Challenge: Copy down the following records line for line, leaving out the pictures.

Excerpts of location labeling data
[START]
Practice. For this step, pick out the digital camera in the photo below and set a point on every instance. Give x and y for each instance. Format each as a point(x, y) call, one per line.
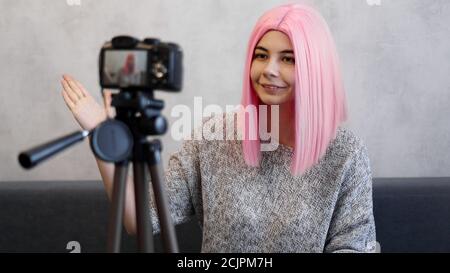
point(128, 63)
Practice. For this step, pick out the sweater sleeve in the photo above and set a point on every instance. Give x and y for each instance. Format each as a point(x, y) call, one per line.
point(182, 185)
point(352, 227)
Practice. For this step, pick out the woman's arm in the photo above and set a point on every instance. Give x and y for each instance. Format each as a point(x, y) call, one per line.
point(352, 228)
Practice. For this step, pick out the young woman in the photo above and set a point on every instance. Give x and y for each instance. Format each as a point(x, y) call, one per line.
[END]
Solution to this problem:
Practice. For this step, pick out the digital camera in the photo below and set a point on every instance. Give x and y for each instance. Format each as a point(x, y) call, one per line.
point(128, 63)
Practice. For this step, pick out the sweater sleeve in the photo above and set a point on every instance. Give x and y for each instance. Format each as a point(x, y) call, one per line.
point(182, 185)
point(352, 227)
Practice. For this step, pick out the woman's arm in the photo above and set a point on every instance. Give x and y for each instance. Format each as a point(x, y) call, one per line.
point(352, 228)
Practice. For this step, pick out the young woman in the photo above and set a point on every instance. Give x and y for each instance. Format each as a point(x, y) call, one per line.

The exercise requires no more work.